LA HABANA VISTA POR UN TURISTA CUBANO
(fragmentos)
II
La Habana se dibuja, crece, se define, sobre el cielo luminoso del atardecer. Y con esta visión que se precisa, extiende y profundiza, se afirman los valores eminentemente espectaculares de la ciudad.
Porque estas características de espectacularidad son privilegio de pocos puertos en el mundo. Amberes, Rotterdam, El Havre, son puertos que sólo libran avaramente sus secretos. Son ciudades envueltas en recintos de tanques negros, de lonas alquitranadas, de maquinarias hostiles y quillas de barcos viejos, huérfanos de carena, que llevan en sus tablas desteñidas la lepra de todos los mares remotos... Un laberinto de canales y pasadizos acuáticos, estanques de aguas muertas, amarillas o tornasoladas por arcos iris de gasolina, las circunda mal olorosamente... Y cuando por fin, después de muchos preámbulos, logramos acercarnos al corazón de la urbe, a la catedral cantada en voces de gesta, a la casa que habilitó Van Dyck, a la calle en que Erasmo meditó sobre la locura de sus contemporáneos, llevamos las retinas cansadas ya por un desorden de mástiles y cordajes, por un panorama de barriles y grúas, que ha neutralizado, en cierto modo, nuestro poder de receptividad.
Nada semejante ocurre con La Habana. La entrada de su puerto parece obra de un habilísimo escenógrafo. Como en Brujas, donde un arquitecto ha tenido la idea genial de instalar la estación de ferrocarril en una catedral gótica, el turista se encuentra con una visión que no defrauda sus ilusiones románticas; la de castillos coloniales, con fosos y atalayas, que son una materialización tangible de imágenes impuestas a su espíritu por la lectura de novelas o relatos históricos. Porque no debe olvidarse que un estruendo de combates y piratería llena la mayoría de los libros cuya acción se desarrolla en las Antillas, en siglos pasados: desde Un ciclón en Jamaica, de Hughes, hasta el celebérrimo Anthony Adverse, pasando por la extraordinaria historia de aventuras verídicas que es Pedro Blanco, el negrero, de Lino Novás Calvo.
Una joven turista americana que se encuentra a mi lado me hace esta pregunta adorable, alargando el índice hacia el Morro y la Cabaña:
-- Pero... ¿son castillos de verdad?
La Habana es, además, de todos los puertos que conozco, el único que ofrezca una tan exacta sensación de que el barco, al llegar, penetra dentro de la ciudad.
Provincialismo y modernismo
Cuando me marché a Europa, hace once años, La Habana era todavía una ciudad provinciana, o sea: de espíritu eminentemente provinciano.
---*---
Actividad 1:
¿Qué tres puertos menciona el fragmento sobre La Habana como ciudades que solo libran avaramente sus secretos?
Actividad 2:
Transcribe del fragmento sobre La Habana el pasaje que empieza con "LA HABANA VISTA" y sigue hasta "espectaculares de la ciudad.".

(Elementos almacenados)
---*---
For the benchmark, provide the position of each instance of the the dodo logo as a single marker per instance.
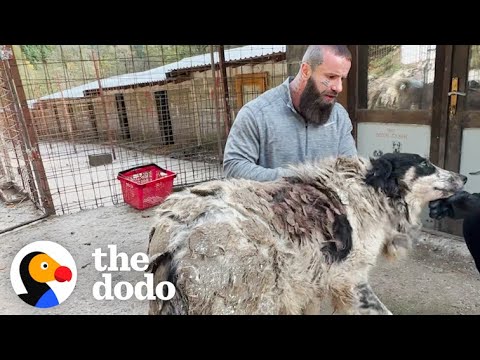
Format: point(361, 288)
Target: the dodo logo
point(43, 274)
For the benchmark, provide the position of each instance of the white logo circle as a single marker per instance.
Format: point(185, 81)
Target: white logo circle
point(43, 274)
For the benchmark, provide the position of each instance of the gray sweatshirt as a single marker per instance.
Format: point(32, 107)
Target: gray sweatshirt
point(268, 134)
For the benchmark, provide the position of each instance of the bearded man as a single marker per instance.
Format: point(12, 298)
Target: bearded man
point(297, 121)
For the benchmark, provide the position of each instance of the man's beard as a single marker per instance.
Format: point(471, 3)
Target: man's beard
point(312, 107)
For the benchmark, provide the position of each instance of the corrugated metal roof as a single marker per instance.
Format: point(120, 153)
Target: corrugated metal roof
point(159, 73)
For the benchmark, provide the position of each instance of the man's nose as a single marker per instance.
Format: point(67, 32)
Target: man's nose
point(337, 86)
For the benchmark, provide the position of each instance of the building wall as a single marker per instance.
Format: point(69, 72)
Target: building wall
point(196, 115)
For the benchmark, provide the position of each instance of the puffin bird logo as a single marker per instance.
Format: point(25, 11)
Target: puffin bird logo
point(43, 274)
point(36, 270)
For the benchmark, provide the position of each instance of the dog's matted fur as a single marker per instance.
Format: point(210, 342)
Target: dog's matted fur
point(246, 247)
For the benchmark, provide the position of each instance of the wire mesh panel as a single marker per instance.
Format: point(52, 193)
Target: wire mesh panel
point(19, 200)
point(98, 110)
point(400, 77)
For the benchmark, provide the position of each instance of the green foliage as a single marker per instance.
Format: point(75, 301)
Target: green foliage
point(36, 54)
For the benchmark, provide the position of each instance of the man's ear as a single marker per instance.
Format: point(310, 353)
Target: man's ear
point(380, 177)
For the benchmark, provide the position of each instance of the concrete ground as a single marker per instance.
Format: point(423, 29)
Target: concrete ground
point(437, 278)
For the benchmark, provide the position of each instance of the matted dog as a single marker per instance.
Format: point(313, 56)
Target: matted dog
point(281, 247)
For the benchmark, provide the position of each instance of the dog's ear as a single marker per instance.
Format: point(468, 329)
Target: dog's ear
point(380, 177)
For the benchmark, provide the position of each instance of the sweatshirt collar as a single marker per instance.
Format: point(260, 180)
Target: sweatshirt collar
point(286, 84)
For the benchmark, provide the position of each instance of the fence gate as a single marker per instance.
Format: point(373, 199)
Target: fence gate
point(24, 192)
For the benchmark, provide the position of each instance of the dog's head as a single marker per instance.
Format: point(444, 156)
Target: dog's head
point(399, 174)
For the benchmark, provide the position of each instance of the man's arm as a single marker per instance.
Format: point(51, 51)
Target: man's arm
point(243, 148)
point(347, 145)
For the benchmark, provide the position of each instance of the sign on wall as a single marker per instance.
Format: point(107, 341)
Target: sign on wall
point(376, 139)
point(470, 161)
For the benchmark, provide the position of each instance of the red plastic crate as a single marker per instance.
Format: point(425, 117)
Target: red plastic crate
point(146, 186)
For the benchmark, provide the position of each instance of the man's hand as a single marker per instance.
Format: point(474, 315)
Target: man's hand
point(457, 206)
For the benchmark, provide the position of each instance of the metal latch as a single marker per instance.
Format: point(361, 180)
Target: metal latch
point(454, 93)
---*---
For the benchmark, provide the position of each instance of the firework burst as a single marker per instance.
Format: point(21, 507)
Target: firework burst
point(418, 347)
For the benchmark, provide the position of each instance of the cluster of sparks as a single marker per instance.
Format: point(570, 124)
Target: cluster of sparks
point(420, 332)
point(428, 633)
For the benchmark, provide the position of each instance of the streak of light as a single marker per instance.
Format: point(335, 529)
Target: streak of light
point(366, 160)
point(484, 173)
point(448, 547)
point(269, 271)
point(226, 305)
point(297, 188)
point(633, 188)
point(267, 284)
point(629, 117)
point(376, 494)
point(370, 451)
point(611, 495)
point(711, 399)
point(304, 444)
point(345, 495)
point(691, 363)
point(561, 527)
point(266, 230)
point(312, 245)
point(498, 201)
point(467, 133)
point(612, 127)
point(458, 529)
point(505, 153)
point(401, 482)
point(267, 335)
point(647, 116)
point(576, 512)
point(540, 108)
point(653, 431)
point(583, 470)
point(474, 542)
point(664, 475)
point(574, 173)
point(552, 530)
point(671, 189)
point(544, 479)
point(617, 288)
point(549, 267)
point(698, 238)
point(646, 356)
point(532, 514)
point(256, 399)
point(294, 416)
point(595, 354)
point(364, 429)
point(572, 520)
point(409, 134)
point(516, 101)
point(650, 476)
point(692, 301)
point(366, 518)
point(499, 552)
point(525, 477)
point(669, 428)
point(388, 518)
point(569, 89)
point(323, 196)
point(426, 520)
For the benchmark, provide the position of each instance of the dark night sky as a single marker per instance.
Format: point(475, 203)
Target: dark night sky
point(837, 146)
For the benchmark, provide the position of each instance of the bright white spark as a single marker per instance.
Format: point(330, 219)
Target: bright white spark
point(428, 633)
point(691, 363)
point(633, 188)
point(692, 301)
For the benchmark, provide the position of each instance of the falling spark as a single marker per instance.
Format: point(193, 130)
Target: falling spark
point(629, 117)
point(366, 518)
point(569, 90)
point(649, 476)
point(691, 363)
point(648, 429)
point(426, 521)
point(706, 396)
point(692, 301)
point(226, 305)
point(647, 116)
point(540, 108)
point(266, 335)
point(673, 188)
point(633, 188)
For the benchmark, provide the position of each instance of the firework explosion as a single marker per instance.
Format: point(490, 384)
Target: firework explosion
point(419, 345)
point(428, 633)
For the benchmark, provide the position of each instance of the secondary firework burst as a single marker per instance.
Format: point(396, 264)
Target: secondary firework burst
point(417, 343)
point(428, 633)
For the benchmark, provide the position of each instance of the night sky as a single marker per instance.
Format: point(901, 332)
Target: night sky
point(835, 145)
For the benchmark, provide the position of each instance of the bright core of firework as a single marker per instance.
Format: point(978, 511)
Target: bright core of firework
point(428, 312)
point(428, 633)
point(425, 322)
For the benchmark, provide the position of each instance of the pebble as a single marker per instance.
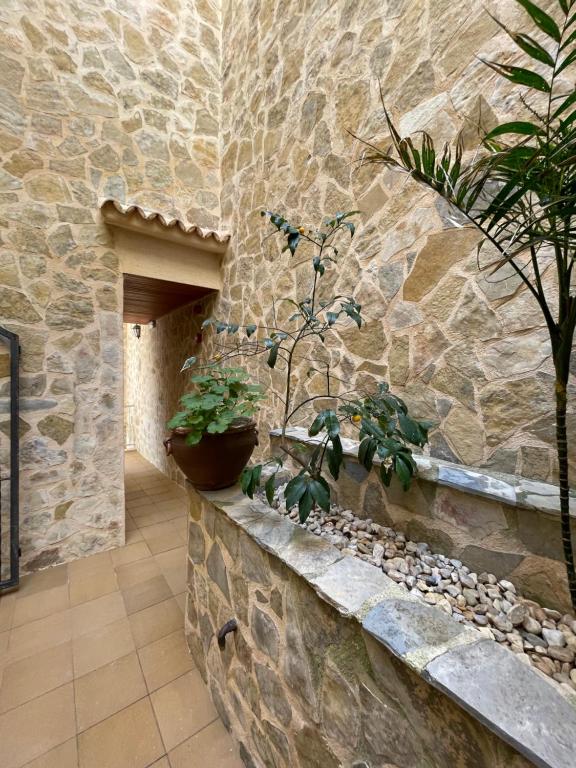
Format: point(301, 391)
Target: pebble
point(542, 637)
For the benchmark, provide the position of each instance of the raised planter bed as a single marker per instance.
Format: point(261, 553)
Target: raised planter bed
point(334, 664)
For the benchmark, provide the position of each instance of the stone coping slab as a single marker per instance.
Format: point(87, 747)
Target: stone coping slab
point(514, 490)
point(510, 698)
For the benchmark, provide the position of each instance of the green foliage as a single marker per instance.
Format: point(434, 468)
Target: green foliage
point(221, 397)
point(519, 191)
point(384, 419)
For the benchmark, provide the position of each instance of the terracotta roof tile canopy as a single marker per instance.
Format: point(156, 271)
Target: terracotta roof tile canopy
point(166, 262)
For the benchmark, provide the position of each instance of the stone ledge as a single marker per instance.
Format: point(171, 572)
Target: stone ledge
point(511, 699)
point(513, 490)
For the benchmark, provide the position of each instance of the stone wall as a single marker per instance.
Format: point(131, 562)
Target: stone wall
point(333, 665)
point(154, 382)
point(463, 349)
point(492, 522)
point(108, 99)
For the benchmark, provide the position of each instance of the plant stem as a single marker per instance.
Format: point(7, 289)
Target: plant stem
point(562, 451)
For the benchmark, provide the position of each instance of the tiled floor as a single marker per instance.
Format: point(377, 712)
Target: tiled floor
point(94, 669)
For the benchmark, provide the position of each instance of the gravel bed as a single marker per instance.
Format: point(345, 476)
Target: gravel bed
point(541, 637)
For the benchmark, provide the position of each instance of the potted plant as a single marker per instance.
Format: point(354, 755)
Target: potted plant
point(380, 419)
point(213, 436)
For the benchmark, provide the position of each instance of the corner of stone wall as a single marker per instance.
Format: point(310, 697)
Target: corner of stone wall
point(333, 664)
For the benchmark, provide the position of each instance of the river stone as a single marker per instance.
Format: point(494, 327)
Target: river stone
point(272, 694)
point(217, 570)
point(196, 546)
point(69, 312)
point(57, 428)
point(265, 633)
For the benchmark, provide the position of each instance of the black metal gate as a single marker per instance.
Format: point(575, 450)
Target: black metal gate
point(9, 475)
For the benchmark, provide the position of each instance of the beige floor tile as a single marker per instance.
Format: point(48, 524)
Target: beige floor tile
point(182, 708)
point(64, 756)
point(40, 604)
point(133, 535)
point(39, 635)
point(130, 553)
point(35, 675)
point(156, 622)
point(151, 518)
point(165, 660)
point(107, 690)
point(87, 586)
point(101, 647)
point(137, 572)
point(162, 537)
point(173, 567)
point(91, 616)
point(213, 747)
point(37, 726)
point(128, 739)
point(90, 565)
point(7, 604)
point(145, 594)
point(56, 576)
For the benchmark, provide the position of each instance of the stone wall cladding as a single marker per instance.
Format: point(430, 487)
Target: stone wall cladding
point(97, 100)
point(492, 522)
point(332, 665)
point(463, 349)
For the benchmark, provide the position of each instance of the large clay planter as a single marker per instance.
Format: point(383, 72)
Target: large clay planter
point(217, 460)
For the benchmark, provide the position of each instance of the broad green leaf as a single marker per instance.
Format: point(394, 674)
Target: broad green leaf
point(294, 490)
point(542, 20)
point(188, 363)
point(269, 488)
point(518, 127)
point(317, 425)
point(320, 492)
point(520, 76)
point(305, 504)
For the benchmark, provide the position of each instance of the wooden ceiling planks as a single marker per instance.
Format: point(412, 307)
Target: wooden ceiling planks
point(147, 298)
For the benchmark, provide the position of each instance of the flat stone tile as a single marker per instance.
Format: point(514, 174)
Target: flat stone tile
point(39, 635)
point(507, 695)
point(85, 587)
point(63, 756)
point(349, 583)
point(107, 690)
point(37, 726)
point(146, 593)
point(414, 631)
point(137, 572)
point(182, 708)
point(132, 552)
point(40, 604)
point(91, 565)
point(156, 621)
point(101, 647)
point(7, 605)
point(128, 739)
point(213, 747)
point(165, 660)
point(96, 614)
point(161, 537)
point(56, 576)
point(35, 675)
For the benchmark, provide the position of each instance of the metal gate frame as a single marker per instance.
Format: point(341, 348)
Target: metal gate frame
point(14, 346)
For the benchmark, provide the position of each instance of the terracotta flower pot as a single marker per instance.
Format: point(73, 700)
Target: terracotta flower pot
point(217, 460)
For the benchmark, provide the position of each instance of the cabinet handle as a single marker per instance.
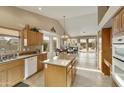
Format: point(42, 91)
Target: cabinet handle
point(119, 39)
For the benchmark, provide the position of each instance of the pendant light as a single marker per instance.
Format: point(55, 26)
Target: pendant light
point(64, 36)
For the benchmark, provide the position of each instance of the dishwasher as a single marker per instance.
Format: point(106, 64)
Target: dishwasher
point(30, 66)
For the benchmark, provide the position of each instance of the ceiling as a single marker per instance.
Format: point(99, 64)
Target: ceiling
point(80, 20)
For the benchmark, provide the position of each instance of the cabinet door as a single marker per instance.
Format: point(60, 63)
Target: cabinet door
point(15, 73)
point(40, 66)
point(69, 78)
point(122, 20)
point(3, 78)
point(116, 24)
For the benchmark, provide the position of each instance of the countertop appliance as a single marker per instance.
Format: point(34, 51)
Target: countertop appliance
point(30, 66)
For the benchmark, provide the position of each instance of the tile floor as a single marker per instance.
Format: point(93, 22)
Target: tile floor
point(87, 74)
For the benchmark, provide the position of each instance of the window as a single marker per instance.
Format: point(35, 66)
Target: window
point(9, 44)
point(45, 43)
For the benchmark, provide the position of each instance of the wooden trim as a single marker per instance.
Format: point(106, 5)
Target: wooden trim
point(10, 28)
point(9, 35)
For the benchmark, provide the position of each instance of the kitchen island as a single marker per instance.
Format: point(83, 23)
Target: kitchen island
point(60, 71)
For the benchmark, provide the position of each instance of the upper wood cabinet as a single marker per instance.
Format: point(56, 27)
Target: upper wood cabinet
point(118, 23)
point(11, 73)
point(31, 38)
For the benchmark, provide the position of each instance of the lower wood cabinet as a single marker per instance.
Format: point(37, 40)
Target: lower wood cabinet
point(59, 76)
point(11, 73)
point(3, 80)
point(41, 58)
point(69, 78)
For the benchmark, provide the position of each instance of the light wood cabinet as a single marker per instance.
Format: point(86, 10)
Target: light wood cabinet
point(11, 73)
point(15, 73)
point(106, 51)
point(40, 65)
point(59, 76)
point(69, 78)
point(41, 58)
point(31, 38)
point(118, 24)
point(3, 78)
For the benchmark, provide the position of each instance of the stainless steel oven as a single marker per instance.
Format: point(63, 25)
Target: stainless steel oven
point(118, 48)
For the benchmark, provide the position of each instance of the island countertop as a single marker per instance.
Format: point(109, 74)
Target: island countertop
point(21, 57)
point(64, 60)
---*---
Solución 1:
Amberes, Rotterdam y El Havre.

Solución 2:
LA HABANA VISTA POR UN TURISTA CUBANO
(fragmentos)
II
La Habana se dibuja, crece, se define, sobre el cielo luminoso del atardecer. Y con esta visión que se precisa, extiende y profundiza, se afirman los valores eminentemente espectaculares de la ciudad.